Start of DATASET RECORDS
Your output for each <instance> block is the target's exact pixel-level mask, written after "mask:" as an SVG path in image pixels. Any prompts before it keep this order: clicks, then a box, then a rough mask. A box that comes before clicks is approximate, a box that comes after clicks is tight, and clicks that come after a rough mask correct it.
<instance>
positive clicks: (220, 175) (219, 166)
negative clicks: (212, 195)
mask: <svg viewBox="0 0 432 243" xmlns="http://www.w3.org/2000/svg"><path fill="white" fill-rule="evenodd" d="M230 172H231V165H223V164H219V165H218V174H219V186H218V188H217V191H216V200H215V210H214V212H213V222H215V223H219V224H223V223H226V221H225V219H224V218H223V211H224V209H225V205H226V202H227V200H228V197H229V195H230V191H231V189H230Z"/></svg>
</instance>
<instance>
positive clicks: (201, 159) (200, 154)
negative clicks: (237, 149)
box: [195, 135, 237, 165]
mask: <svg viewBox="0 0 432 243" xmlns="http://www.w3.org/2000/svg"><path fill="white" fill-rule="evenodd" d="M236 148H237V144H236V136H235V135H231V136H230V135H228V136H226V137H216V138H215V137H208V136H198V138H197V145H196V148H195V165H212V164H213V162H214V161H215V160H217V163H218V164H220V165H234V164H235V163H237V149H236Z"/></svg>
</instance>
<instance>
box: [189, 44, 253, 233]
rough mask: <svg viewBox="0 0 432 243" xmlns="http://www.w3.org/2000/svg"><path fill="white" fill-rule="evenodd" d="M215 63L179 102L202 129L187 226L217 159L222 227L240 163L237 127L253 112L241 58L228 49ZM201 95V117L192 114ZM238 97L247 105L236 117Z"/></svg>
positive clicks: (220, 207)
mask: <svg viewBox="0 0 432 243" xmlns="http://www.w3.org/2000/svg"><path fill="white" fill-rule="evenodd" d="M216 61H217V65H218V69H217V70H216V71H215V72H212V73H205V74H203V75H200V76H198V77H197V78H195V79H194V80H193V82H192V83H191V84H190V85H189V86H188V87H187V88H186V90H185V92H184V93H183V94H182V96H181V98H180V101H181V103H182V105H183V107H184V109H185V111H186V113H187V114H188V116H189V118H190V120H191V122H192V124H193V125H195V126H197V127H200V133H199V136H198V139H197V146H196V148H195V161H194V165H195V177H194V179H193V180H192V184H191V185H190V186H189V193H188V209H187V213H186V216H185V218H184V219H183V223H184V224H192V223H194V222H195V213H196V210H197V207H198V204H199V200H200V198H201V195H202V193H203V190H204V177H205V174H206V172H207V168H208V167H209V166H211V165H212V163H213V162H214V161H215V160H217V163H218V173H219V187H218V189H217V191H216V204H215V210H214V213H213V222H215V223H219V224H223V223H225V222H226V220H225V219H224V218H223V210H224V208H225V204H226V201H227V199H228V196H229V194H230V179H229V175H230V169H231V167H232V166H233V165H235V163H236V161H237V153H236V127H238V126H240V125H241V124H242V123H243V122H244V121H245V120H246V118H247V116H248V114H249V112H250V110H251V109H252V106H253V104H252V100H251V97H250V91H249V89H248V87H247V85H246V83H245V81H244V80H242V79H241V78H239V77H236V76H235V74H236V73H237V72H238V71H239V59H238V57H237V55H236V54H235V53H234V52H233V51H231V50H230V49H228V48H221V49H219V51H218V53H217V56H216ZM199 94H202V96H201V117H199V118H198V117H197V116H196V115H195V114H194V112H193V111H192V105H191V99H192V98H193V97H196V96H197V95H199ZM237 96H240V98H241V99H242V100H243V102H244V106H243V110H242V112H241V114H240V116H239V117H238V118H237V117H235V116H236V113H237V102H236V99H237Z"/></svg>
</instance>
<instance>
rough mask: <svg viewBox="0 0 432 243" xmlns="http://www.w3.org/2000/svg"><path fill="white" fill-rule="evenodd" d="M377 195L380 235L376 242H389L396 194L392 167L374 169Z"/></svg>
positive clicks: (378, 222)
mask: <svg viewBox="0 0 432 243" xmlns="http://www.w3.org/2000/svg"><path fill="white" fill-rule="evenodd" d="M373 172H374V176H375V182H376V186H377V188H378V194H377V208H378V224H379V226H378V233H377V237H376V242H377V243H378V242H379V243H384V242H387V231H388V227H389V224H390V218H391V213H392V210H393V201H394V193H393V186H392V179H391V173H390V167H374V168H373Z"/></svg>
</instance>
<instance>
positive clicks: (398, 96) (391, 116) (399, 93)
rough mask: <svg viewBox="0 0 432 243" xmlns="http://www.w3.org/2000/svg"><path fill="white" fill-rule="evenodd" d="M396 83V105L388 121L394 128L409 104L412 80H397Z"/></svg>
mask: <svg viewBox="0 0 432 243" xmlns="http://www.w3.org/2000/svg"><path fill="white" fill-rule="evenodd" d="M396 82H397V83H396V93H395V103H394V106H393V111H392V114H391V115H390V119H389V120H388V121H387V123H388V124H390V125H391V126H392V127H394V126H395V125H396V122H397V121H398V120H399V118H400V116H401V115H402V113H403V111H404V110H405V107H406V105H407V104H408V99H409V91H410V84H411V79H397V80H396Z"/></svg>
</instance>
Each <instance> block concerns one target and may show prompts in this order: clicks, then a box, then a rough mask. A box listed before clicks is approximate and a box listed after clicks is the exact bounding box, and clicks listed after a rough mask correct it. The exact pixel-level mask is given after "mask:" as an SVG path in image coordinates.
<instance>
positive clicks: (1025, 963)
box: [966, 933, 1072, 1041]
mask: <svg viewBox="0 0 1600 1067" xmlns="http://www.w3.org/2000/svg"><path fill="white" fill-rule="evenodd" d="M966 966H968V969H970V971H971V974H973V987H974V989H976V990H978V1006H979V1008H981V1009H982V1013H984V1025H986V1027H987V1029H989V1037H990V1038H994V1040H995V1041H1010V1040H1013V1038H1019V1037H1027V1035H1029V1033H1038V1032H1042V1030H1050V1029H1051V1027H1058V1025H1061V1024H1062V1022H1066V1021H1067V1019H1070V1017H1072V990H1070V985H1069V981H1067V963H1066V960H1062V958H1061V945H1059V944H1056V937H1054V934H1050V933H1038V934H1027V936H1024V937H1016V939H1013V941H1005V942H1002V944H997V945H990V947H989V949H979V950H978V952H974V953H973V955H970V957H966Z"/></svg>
End of DATASET RECORDS
**WHAT IS EXPECTED**
Retype every line above without any change.

**SOLUTION**
Your output for each <instance> block is the target's exact pixel-level mask, written after "mask:" as an SVG path in image pixels. Any prompts before it keep this order: clicks, then a box, then a rough mask. A box that comes before clicks is approximate, a box that comes after clicks is tight, and clicks that come after a rough mask correct it.
<instance>
positive clicks: (220, 175) (219, 166)
negative clicks: (212, 195)
mask: <svg viewBox="0 0 432 243" xmlns="http://www.w3.org/2000/svg"><path fill="white" fill-rule="evenodd" d="M230 172H231V165H223V164H219V165H218V174H219V186H218V188H217V191H216V200H215V210H214V212H213V222H215V223H219V224H223V223H226V221H225V219H224V218H223V211H224V209H225V205H226V202H227V200H228V197H229V195H230V191H231V189H230Z"/></svg>
</instance>
<instance>
positive clicks: (201, 159) (200, 154)
negative clicks: (237, 149)
box: [195, 135, 237, 165]
mask: <svg viewBox="0 0 432 243" xmlns="http://www.w3.org/2000/svg"><path fill="white" fill-rule="evenodd" d="M236 148H237V144H236V136H235V135H231V136H230V135H228V136H226V137H216V138H215V137H208V136H198V138H197V145H196V148H195V165H212V164H213V162H214V161H215V160H217V163H218V164H220V165H234V164H235V163H237V149H236Z"/></svg>
</instance>
<instance>
box: [189, 44, 253, 233]
rough mask: <svg viewBox="0 0 432 243" xmlns="http://www.w3.org/2000/svg"><path fill="white" fill-rule="evenodd" d="M215 63L179 102L202 129L187 226L217 159L222 227L240 163L237 127L253 112L241 58L228 49ZM201 95V117L192 114ZM238 97L247 105L236 117Z"/></svg>
positive clicks: (220, 207)
mask: <svg viewBox="0 0 432 243" xmlns="http://www.w3.org/2000/svg"><path fill="white" fill-rule="evenodd" d="M216 61H217V65H218V69H217V70H216V71H215V72H212V73H205V74H203V75H200V76H198V77H197V78H195V79H194V80H193V82H192V83H191V84H190V85H189V86H188V87H187V88H186V90H185V92H184V93H183V94H182V96H181V98H180V101H181V103H182V105H183V107H184V109H185V111H186V113H187V114H188V116H189V118H190V120H191V122H192V124H193V125H195V126H197V127H200V133H199V136H198V139H197V146H196V148H195V161H194V165H195V177H194V179H193V180H192V184H191V185H190V186H189V193H188V209H187V213H186V216H185V218H184V219H183V223H184V224H192V223H194V222H195V213H196V210H197V207H198V204H199V200H200V198H201V195H202V193H203V190H204V177H205V174H206V172H207V168H208V167H209V166H211V165H212V163H213V162H214V161H215V160H217V163H218V173H219V187H218V189H217V191H216V204H215V210H214V213H213V222H215V223H219V224H223V223H225V222H226V220H225V219H224V218H223V210H224V208H225V204H226V201H227V199H228V196H229V194H230V179H229V175H230V169H231V167H232V166H233V165H235V163H236V161H237V153H236V127H238V126H240V125H241V124H242V123H243V122H244V121H245V120H246V118H247V116H248V114H249V112H250V110H251V109H252V106H253V104H252V100H251V97H250V91H249V89H248V87H247V85H246V83H245V81H244V80H242V79H241V78H239V77H236V76H235V74H236V73H237V72H238V71H239V59H238V57H237V55H236V54H235V53H234V52H233V51H231V50H230V49H228V48H221V49H219V51H218V53H217V56H216ZM199 94H202V96H201V117H199V118H198V117H197V116H196V115H195V114H194V112H193V111H192V105H191V99H192V98H193V97H196V96H197V95H199ZM237 96H240V98H241V99H242V100H243V102H244V106H243V110H242V112H241V114H240V116H239V117H238V118H237V117H235V116H236V113H237V102H236V99H237Z"/></svg>
</instance>
<instance>
rough mask: <svg viewBox="0 0 432 243" xmlns="http://www.w3.org/2000/svg"><path fill="white" fill-rule="evenodd" d="M377 195L380 235L376 242H389L396 194L392 167L374 169Z"/></svg>
positive clicks: (378, 222)
mask: <svg viewBox="0 0 432 243" xmlns="http://www.w3.org/2000/svg"><path fill="white" fill-rule="evenodd" d="M373 172H374V176H375V182H376V186H377V188H378V194H377V208H378V224H379V226H378V233H377V237H376V242H377V243H378V242H379V243H384V242H387V231H388V227H389V224H390V218H391V213H392V210H393V201H394V193H393V186H392V179H391V173H390V167H374V168H373Z"/></svg>
</instance>
<instance>
positive clicks: (398, 96) (391, 116) (399, 93)
rough mask: <svg viewBox="0 0 432 243" xmlns="http://www.w3.org/2000/svg"><path fill="white" fill-rule="evenodd" d="M396 83V105L388 121L394 128L409 104L412 80H397Z"/></svg>
mask: <svg viewBox="0 0 432 243" xmlns="http://www.w3.org/2000/svg"><path fill="white" fill-rule="evenodd" d="M396 82H397V83H396V93H395V103H394V106H393V111H392V114H391V115H390V119H389V120H388V121H387V123H388V124H390V125H391V126H392V127H394V126H395V125H396V122H397V121H398V120H399V118H400V116H401V115H402V113H403V111H404V110H405V107H406V105H407V104H408V99H409V91H410V84H411V79H397V80H396Z"/></svg>
</instance>
Each <instance> block concerns one target and may show prompts in this order: clicks, then a box, then a rough mask. A box listed before clicks is approximate and a box listed after clicks is the exact bounding box, and clicks listed after a rough mask correct it. The exact pixel-level mask is given after "mask:" as an SVG path in image coordinates.
<instance>
positive clicks: (1025, 963)
box: [966, 933, 1072, 1041]
mask: <svg viewBox="0 0 1600 1067" xmlns="http://www.w3.org/2000/svg"><path fill="white" fill-rule="evenodd" d="M966 966H968V969H970V971H971V974H973V987H974V989H976V990H978V1006H979V1008H981V1009H982V1013H984V1025H986V1027H987V1029H989V1037H990V1038H994V1040H995V1041H1010V1040H1013V1038H1019V1037H1027V1035H1029V1033H1038V1032H1042V1030H1050V1029H1051V1027H1058V1025H1061V1024H1062V1022H1066V1021H1067V1019H1070V1017H1072V990H1070V985H1069V981H1067V963H1066V960H1062V958H1061V945H1059V944H1056V937H1054V934H1050V933H1038V934H1027V936H1024V937H1016V939H1013V941H1005V942H1002V944H997V945H990V947H989V949H979V950H978V952H974V953H973V955H970V957H966Z"/></svg>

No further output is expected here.